--- Start Input data ---

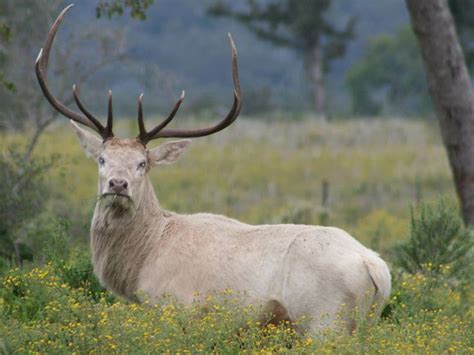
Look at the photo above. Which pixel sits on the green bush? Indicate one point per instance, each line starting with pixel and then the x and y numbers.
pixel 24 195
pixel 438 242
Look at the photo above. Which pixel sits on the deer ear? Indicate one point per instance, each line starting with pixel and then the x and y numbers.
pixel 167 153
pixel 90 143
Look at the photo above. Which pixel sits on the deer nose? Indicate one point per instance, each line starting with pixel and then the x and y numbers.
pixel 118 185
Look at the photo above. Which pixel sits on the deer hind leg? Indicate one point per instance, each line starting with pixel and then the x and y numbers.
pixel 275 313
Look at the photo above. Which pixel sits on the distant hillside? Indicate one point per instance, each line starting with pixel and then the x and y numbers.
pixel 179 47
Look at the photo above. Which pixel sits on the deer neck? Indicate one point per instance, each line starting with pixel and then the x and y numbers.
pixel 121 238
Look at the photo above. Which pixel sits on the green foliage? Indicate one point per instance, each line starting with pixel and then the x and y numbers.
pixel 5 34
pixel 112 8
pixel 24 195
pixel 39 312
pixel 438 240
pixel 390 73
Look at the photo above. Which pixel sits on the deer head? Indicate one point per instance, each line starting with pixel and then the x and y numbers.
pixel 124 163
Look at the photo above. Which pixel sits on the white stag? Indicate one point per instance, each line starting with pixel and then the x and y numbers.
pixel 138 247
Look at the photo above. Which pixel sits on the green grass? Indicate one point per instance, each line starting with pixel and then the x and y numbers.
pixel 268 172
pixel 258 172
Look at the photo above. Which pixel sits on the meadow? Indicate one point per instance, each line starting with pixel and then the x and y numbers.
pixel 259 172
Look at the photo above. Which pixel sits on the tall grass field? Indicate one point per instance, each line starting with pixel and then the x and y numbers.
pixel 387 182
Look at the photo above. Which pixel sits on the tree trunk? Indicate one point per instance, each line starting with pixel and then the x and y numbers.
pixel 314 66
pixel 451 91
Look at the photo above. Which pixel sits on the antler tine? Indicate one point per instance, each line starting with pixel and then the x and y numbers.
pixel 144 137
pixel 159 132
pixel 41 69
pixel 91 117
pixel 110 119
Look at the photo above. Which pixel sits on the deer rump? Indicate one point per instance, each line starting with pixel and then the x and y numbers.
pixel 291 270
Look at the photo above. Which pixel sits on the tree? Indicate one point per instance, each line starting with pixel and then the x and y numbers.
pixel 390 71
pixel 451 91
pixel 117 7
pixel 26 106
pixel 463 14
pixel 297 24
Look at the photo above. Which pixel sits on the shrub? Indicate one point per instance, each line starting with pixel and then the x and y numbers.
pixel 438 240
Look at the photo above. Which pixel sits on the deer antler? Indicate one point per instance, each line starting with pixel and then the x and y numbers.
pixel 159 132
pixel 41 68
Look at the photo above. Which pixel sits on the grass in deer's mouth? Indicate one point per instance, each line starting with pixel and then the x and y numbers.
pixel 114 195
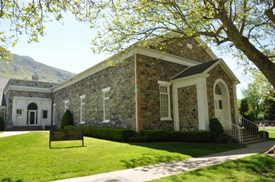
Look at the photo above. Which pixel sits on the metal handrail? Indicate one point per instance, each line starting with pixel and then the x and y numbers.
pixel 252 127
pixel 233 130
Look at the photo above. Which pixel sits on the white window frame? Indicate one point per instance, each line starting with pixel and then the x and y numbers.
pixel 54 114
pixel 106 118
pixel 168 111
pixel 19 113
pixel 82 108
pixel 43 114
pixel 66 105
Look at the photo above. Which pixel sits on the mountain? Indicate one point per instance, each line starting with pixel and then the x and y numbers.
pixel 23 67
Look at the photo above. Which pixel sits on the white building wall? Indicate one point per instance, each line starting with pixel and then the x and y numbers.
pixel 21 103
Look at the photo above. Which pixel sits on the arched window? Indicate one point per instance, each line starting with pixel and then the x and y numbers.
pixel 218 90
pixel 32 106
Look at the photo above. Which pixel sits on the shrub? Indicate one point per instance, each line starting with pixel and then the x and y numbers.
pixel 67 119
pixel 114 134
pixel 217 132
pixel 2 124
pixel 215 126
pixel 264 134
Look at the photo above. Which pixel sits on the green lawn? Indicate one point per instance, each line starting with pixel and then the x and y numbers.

--- End Input data ---

● **Do this**
Could you render the lines above as a JSON list of strings, one string per line, with blank lines left out? Leave the pictures out of the list.

● **Task result**
[
  "Look at the photo above. Which pixel sits on the green bush? Indicate one point per instance, each line starting with pixel and then the x and y numbers.",
  "pixel 24 195",
  "pixel 438 242",
  "Look at the photo above. Which pixel sits on the deer ear? Indicate one point per instance, each line starting with pixel and then the x and y numbers.",
  "pixel 167 153",
  "pixel 90 143",
  "Look at the photo above. Which pixel sits on the deer nose? Indicate one point per instance, each line starting with pixel and then the x and y numbers.",
  "pixel 118 185",
  "Look at the photo above. Which pixel sits on the deer hind leg? Indicate one point per instance, each line starting with pixel and then the x and y numbers.",
  "pixel 275 313",
  "Look at the photo above. Which pixel sits on the distant hillside? Indicate one point per instance, each line starting with pixel and then the x and y numbers.",
  "pixel 179 47",
  "Look at the photo above. Which pixel sits on the deer neck? Indicate one point per instance, each line starting with pixel and then the x and y numbers.",
  "pixel 121 238",
  "Look at the photo above. Which pixel sits on the green foliage? Indicate one point per instance, each line starting with pixel and then the x and y numbers.",
  "pixel 5 34",
  "pixel 112 8",
  "pixel 24 195",
  "pixel 39 312",
  "pixel 438 240",
  "pixel 390 73",
  "Look at the photo above. Which pixel sits on the deer head? Indicate one point per instance, each line starting with pixel and then the x and y numbers.",
  "pixel 124 163",
  "Look at the photo above. Which pixel sits on the white stag? Indicate one point per instance, each line starting with pixel and then the x and y numbers.",
  "pixel 138 247",
  "Look at the photo above. Which pixel sits on the green grass? Indicate one point per instance, each line starting with pixel and then the x and y numbers.",
  "pixel 268 172",
  "pixel 258 172",
  "Look at the photo above. Which pixel sits on the meadow? Indicate one point per instance, each line starting with pixel and then the x and y numbers.",
  "pixel 259 172",
  "Look at the photo above. Which pixel sits on the tall grass field? Indicate one point per instance, each line starting with pixel and then the x and y numbers.",
  "pixel 387 182",
  "Look at the photo above. Which pixel sits on the tree trunk? Indicate one point per instance, each line starting with pixel and then the x and y numbers.",
  "pixel 314 66",
  "pixel 451 91",
  "Look at the photo above. Which pixel sits on the antler tine? Indicate one point per instance, each line starting with pixel and then the x and y numbers.",
  "pixel 144 137",
  "pixel 159 132",
  "pixel 41 69",
  "pixel 91 117",
  "pixel 110 119",
  "Look at the photo above. Which pixel sits on the deer rump? Indicate one point per instance, each line starting with pixel and then the x and y numbers.",
  "pixel 291 270",
  "Look at the photo above. Which pixel sits on the tree? Indicate one point per instance, each line starting with pixel and then the x and y numbers.",
  "pixel 390 71",
  "pixel 451 91",
  "pixel 117 7",
  "pixel 26 106",
  "pixel 463 14",
  "pixel 297 24",
  "Look at the photo above. Which pixel sits on the shrub? Indicate one point per instance, each line starting with pixel and then the x and y numbers.",
  "pixel 438 240",
  "Look at the photo above. Which pixel sits on the deer antler? Indicate one point per instance, each line starting with pixel and then the x and y numbers.",
  "pixel 159 132",
  "pixel 41 68",
  "Look at the photo above. Which pixel sits on the grass in deer's mouth? Indicate one point per instance, each line starting with pixel and then the x and y numbers.",
  "pixel 114 195",
  "Look at the photo above. Which pixel sits on the metal handrail? Indicate one point per instance, each line starting with pixel and then the x and y numbers.",
  "pixel 252 127",
  "pixel 233 130",
  "Look at the photo above. Which pixel sits on the white window frame? Indicate one point per instance, each line starting with pixel and then the x and y numbers.",
  "pixel 54 114",
  "pixel 106 118",
  "pixel 168 111",
  "pixel 19 113",
  "pixel 82 108",
  "pixel 43 114",
  "pixel 66 105",
  "Look at the photo above. Which pixel sits on the mountain? Indicate one point per instance, each line starting with pixel and then the x and y numbers.",
  "pixel 23 67",
  "Look at the photo above. Which pixel sits on the white building wall? Indicate one point per instance, each line starting with pixel and then the x and y numbers.",
  "pixel 21 103",
  "Look at the photo above. Which pixel sits on the arched window? Indicate one point per instance, each line starting with pixel and then the x and y numbers.",
  "pixel 218 90",
  "pixel 32 106",
  "Look at the photo above. Which pixel sits on the shrub? Indicate one point per instance, each line starting with pixel and then the x and y numbers.",
  "pixel 67 119",
  "pixel 114 134",
  "pixel 217 132",
  "pixel 2 124",
  "pixel 215 126",
  "pixel 264 134",
  "Look at the photo above. Which pixel sits on the green lawn? Indicate one point per instance, each line starting with pixel and then the x and y numbers."
]